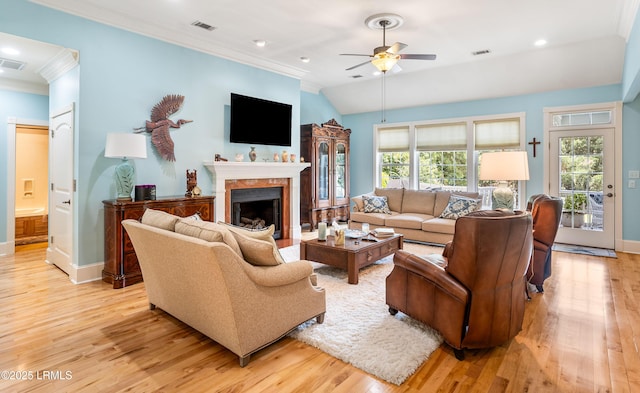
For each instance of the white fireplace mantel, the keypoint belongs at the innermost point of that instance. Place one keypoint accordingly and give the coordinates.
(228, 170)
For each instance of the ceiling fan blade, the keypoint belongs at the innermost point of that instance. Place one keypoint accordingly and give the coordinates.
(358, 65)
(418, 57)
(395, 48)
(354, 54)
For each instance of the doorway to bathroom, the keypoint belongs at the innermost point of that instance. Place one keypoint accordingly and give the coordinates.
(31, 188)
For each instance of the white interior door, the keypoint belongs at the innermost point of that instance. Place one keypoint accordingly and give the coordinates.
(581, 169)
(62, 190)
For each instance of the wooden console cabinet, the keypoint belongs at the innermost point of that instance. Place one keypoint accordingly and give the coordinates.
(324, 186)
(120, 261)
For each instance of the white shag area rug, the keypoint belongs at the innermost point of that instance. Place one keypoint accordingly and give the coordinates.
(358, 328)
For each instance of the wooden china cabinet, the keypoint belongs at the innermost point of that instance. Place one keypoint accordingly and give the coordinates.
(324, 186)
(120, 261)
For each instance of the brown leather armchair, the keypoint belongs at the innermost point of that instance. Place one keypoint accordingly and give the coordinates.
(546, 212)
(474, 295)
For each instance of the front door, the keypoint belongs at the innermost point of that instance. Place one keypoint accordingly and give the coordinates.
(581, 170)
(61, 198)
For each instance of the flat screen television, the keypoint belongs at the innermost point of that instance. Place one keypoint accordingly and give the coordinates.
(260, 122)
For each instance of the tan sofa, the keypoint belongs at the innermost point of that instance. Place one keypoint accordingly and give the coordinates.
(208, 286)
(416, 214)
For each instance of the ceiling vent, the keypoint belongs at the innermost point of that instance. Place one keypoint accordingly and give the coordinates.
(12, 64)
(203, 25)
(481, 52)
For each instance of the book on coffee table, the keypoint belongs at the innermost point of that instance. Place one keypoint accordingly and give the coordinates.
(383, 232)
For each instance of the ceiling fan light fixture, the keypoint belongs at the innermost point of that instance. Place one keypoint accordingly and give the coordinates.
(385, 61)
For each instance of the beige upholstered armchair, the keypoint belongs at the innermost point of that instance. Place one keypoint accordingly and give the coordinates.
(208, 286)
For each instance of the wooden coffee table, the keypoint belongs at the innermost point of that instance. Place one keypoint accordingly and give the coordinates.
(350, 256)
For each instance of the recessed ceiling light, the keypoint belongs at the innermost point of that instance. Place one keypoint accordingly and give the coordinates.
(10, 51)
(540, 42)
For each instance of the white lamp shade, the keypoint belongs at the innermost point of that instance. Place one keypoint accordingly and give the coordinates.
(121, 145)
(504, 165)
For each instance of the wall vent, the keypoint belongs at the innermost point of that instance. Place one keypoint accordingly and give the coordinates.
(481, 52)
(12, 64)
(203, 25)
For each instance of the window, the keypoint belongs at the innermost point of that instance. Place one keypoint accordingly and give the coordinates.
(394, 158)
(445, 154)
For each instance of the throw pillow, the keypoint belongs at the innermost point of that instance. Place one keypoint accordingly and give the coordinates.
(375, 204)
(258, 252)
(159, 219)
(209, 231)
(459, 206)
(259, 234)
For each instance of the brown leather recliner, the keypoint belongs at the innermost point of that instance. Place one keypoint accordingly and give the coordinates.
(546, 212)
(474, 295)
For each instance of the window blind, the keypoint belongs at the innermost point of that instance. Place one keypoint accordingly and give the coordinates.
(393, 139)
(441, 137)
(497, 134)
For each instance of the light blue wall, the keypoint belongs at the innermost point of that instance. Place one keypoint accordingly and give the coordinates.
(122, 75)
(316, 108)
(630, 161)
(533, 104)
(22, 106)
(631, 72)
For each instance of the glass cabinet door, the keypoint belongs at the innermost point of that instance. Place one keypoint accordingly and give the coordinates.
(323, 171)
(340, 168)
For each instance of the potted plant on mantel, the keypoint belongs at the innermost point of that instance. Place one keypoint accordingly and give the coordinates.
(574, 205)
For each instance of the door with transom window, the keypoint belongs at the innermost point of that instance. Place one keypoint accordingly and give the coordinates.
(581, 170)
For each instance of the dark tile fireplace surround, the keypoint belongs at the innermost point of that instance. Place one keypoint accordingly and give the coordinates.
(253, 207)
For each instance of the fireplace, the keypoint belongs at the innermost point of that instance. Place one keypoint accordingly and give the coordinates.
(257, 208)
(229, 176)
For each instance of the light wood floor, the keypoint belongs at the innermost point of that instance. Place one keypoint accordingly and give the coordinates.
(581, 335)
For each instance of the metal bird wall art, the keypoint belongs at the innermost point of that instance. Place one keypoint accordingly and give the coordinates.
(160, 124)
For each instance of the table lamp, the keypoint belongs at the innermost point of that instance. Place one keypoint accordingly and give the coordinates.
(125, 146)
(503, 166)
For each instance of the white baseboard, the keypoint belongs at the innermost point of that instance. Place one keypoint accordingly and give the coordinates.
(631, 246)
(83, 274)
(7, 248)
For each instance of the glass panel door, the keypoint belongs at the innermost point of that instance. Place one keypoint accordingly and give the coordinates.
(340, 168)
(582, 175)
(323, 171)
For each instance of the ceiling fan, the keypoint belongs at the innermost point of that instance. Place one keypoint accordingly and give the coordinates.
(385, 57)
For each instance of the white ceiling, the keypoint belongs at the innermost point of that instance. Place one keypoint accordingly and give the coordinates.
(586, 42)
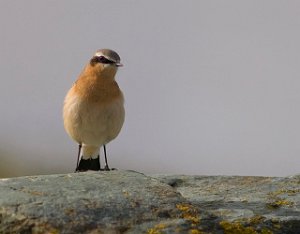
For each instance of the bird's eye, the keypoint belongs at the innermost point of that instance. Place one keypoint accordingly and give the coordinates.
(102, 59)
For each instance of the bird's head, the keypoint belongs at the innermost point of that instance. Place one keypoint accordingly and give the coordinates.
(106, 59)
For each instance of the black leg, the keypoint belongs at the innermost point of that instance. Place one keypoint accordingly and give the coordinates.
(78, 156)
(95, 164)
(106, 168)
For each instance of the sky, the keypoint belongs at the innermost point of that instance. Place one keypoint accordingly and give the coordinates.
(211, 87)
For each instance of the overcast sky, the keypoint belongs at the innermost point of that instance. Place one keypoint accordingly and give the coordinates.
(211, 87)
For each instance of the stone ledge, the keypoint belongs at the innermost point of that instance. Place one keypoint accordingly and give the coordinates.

• • • • •

_Stated goal_
All of the material above needs to be restated exactly, with no pictures.

_Completed exercise_
For each instance of the white fireplace mantel, the keypoint belongs at the innermost point of that instance. Place one keypoint accordingly and give the coordinates.
(228, 170)
For each instance of the ceiling fan blade, the keypoint belongs at the innermost point of that instance. Place one keypoint accordingly and give the coordinates.
(358, 65)
(418, 57)
(395, 48)
(354, 54)
For each instance of the doorway to bathroom, the keypoint belongs at the innermost point of that instance. Place one keypoint accordingly and give the coordinates.
(31, 188)
For each instance of the white interior door, the keypoint belongs at the innermost point of that instance. Place one keypoint accordingly and give the coordinates.
(581, 169)
(62, 190)
For each instance of the wooden console cabinet, the keypoint belongs at the innermost point of that instance. Place one keypoint accordingly and give the coordinates.
(324, 186)
(120, 261)
For each instance of the white shag area rug, the keypoint belongs at the innermost point of that instance. Place one keypoint accordingly and give the coordinates.
(358, 328)
For each instance of the wooden china cabinet, the keypoint belongs at the innermost point of that instance. Place one keypoint accordingly and give the coordinates.
(324, 186)
(120, 261)
For each instance of the brown leather armchair, the keypoint belongs at the innermost point of that instance. Place one keypoint accordingly and give the coordinates.
(546, 212)
(474, 295)
For each instance of the front door, the keypoint belongs at the innermost point of that instance. Place one keypoint accordingly and give the coordinates.
(581, 170)
(61, 198)
For each instance of the flat screen television, the keypoint belongs at the innermost point of that instance. Place one keypoint accordingly and give the coordinates.
(260, 122)
For each instance of the tan sofa, the keypoint belongs at the innermost point of that instance. Place one keypoint accordingly and give the coordinates.
(208, 286)
(416, 214)
For each instance of the ceiling vent, the keypoint belongs at the innermost point of that instance. Place one keypoint accordingly and give the coordinates.
(12, 64)
(203, 25)
(481, 52)
For each instance of the book on coffee table, the keypoint belongs at the innermost point of that instance. Place one keypoint accordingly and give the coordinates.
(383, 232)
For each instance of the ceiling fan light fixture, the keypoint belongs at the innermost point of that instance. Place one keypoint accordingly and give the coordinates.
(385, 61)
For each instance of the beige upholstered armchair, the keypoint belongs at the innermost point of that instance. Place one keypoint accordingly and give the coordinates.
(208, 286)
For each instance of the wooden coffee table, the keypoint belongs at the innermost point of that instance. Place one keypoint accordingly and give the coordinates.
(350, 256)
For each instance of the recessed ceiling light, the keypoint belongs at the innermost point of that instance. Place one keypoint accordingly and give the coordinates.
(10, 51)
(540, 42)
For each instance of the white lamp shade, the keypoint belongs at the innermost point of that instance. Place one keypoint accordingly and give the coordinates.
(121, 145)
(504, 165)
For each instance of the wall vent, the keypoint belongs at the innermost point of that instance. Place one keypoint accordingly and give the coordinates.
(481, 52)
(12, 64)
(203, 25)
For each instance of the window, the keypoint belongs at the innermost point of that instance. Place one keypoint accordingly and give the coordinates.
(394, 158)
(445, 154)
For each instance of the throw pillow, the keypoint belongs at the innermost point of that instance. Place one keypoint accordingly and give the coordinates.
(375, 204)
(258, 252)
(159, 219)
(209, 231)
(459, 206)
(259, 234)
For each instance of the brown leather recliner, the keypoint belongs at the innermost point of that instance. Place one keypoint accordingly and give the coordinates.
(546, 212)
(474, 295)
For each instance of the window blind, the keypoint belongs at the innermost point of that instance. Place one keypoint accordingly and give the coordinates.
(393, 139)
(441, 137)
(497, 134)
For each instance of the light blue wall, the keypoint belongs at the innermost point of that instance. Place one keypoint accordingly and give the coordinates.
(122, 75)
(316, 108)
(630, 161)
(533, 104)
(22, 106)
(631, 72)
For each instance of the glass cabinet door, the keypoint belongs at the innermost point of that instance. Place one keypoint accordingly and give the coordinates.
(323, 171)
(340, 168)
For each instance of the potted plant on mantel, the keypoint belongs at the innermost point of that instance. Place one keypoint accordingly and give the coordinates.
(574, 205)
For each instance of the door with transom window, the keypoint belongs at the innermost point of that instance. Place one keypoint accordingly and give the coordinates.
(581, 170)
For each instance of the dark tile fireplace surround, the keypoint belongs at the innermost point of that instance. Place one keypoint accordingly and give the coordinates.
(253, 207)
For each instance of the fireplace, the keypoint belongs at the innermost point of that instance. Place one keypoint accordingly and give the coordinates.
(257, 208)
(229, 176)
For each instance of the light wood floor, the keypoint belongs at the innermost point of that instance. Place one keypoint accordingly and give the coordinates.
(581, 335)
For each instance of the metal bird wall art, the keypoint belongs at the innermost point of that instance. Place one keypoint accordingly and give the coordinates.
(160, 124)
For each instance of the table lamp, the keypoint belongs at the innermost point of that instance. Place one keypoint accordingly and give the coordinates.
(125, 146)
(503, 166)
For each instance of the white baseboard, the keypoint belongs at the innermost point of that instance. Place one keypoint accordingly and give the coordinates.
(631, 246)
(83, 274)
(7, 248)
For each instance of the glass panel door, the keypoint belongs at the innermost point of that instance. Place one keypoint accordingly and give the coordinates.
(340, 168)
(582, 175)
(323, 171)
For each instance of the ceiling fan, the keypoint belongs at the innermost point of that instance. Place one keypoint accordingly and give the coordinates.
(385, 57)
For each instance of the white ceiling, the keypoint belongs at the innermost point of that instance. Place one keypoint accordingly and give the coordinates.
(586, 42)
For each instance of the bird's eye, the keypoint belongs at the innermost point of that instance. Place one keypoint accordingly and give the coordinates.
(102, 59)
For each instance of the bird's head, the keypoint belongs at the innermost point of that instance. Place one keypoint accordingly and give the coordinates.
(106, 59)
For each instance of the black leg, the keypoint belongs at the innermost point of that instance. Place one keypoint accordingly and give the coordinates.
(78, 156)
(95, 164)
(106, 168)
For each instance of the sky, the keypoint belongs at the innermost point of that instance. Place one keypoint accordingly and give the coordinates.
(211, 87)
For each instance of the overcast sky, the keypoint belongs at the innermost point of that instance. Place one keypoint accordingly and give the coordinates.
(211, 87)
For each instance of the stone ledge, the keypoint belongs at the innermost point of that instance. Place one keypoint accordingly and give the coordinates.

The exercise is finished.